======== DATA SUPPLIED ========
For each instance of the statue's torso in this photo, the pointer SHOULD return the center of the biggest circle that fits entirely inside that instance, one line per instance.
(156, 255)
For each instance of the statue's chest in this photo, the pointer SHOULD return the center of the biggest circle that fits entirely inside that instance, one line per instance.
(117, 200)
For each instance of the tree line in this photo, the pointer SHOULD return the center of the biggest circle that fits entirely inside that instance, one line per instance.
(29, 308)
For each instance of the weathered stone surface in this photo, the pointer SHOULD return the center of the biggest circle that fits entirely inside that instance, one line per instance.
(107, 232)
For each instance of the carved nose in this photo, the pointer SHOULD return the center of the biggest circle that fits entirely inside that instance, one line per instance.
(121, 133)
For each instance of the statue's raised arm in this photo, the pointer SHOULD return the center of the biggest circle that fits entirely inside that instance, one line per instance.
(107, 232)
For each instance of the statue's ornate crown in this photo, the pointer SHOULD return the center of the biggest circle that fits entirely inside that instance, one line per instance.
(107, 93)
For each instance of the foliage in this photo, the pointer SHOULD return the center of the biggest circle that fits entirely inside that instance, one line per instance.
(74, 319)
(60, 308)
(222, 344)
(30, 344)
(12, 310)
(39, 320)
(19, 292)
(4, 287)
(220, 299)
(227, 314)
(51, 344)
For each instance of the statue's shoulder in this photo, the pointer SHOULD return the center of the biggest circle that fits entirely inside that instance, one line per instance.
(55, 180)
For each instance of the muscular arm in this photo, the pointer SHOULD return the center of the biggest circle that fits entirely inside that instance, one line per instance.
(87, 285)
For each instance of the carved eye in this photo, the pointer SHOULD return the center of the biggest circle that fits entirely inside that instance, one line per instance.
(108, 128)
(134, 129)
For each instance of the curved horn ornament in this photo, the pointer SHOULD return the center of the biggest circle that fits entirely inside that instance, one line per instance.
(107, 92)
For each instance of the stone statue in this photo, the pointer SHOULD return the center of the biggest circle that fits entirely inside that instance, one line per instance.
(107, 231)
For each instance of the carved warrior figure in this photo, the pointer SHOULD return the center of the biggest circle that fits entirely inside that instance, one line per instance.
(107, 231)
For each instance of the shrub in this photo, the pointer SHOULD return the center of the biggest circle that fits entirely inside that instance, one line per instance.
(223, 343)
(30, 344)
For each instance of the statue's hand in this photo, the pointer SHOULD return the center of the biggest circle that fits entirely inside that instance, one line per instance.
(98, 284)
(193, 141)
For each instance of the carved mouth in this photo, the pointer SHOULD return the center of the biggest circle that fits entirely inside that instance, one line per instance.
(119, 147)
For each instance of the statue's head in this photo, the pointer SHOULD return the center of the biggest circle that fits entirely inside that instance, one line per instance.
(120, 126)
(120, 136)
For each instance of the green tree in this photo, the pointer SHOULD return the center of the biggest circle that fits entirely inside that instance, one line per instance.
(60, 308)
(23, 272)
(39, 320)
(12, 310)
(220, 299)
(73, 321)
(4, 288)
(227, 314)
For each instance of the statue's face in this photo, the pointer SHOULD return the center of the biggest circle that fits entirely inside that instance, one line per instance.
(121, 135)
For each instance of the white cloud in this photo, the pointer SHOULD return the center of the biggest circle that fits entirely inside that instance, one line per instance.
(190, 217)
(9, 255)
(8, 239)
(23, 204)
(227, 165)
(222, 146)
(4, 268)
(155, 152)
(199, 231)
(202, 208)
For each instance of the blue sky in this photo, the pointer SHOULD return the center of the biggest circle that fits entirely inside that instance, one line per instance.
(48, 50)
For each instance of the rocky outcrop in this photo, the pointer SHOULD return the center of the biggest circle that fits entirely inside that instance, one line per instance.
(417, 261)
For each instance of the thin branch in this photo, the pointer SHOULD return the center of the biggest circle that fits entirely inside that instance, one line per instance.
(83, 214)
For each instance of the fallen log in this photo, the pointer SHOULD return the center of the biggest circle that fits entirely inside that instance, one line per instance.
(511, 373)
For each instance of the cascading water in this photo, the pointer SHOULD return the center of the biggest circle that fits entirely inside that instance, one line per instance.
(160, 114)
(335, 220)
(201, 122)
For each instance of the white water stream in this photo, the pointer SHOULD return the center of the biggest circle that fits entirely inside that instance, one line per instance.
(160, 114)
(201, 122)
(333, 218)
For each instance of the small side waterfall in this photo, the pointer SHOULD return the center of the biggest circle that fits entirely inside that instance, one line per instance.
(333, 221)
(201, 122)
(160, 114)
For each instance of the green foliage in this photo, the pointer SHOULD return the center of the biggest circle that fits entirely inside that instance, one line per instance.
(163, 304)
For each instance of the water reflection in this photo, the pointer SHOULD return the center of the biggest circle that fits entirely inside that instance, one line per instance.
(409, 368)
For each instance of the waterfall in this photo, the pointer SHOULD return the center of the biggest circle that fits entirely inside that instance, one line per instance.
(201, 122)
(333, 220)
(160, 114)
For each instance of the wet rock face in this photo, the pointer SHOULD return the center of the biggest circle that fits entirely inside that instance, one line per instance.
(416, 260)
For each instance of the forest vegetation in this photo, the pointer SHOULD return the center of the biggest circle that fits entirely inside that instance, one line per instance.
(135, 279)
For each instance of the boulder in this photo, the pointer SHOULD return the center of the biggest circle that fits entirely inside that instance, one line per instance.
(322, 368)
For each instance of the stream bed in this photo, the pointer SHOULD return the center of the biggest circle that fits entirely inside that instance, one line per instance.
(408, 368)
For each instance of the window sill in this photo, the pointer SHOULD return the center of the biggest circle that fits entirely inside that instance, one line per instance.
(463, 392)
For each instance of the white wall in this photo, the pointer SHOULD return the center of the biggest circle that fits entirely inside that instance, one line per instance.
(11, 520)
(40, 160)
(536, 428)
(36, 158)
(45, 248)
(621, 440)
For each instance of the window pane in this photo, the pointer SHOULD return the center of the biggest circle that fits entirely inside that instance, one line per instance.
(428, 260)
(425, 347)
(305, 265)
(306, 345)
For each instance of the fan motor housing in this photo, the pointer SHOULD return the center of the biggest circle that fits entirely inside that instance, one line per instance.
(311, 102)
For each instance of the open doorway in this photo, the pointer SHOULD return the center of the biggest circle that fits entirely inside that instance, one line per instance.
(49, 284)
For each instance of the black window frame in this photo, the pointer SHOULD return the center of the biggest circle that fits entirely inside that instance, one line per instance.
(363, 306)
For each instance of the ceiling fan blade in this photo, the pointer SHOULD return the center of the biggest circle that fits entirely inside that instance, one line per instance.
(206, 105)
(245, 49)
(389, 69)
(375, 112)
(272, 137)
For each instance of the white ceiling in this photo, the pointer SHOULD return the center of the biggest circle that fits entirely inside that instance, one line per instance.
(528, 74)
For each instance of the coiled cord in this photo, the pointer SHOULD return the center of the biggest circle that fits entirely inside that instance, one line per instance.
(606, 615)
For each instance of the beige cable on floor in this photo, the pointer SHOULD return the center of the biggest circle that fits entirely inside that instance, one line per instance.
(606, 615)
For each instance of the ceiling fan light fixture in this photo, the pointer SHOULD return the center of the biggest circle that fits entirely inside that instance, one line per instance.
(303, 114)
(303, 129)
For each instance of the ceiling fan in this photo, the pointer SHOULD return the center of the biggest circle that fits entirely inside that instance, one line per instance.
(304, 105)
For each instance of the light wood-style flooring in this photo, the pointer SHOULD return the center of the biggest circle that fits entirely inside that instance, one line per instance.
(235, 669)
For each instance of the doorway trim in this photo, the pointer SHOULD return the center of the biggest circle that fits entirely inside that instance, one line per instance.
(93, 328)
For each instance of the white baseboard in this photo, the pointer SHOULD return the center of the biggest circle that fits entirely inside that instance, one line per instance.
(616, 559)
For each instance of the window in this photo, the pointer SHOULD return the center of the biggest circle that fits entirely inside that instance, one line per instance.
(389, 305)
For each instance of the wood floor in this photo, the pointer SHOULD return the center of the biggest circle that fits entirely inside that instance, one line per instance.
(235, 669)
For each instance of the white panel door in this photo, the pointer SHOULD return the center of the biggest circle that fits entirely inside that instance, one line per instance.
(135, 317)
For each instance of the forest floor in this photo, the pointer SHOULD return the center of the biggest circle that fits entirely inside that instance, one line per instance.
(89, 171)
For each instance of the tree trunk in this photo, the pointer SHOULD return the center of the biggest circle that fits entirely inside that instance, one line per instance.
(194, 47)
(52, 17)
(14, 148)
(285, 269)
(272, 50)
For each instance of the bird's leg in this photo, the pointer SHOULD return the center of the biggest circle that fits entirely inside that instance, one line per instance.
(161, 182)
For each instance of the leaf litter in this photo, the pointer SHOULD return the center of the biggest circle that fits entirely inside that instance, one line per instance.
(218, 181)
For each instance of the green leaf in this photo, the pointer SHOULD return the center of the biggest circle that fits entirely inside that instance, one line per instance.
========
* EXERCISE REQUIREMENTS: Reply with exactly the lines from the one containing "For each instance of the tree trunk" to the last line of the material, inclusive, and with nothing more.

* PROBLEM SOLUTION:
For each instance of the tree trunk in this photo, the pointer SHOULD return the center of the biggest circle that fits entirely inside that instance, one line per instance.
(194, 47)
(52, 17)
(14, 148)
(285, 269)
(272, 50)
For each instance of the bird's leg in this photo, the pointer SHOULD return the center of the biggest circle that fits entirely inside that instance, one line per instance.
(161, 182)
For each instance of the leaf litter in this photo, the pointer SHOULD return the center of the biggest circle that fits entirely inside that instance, one line per instance.
(218, 181)
For each instance of the green leaf in this photo, the pointer SHOULD return the center of the biggest circle that fits entirely inside that instance, one line per instance.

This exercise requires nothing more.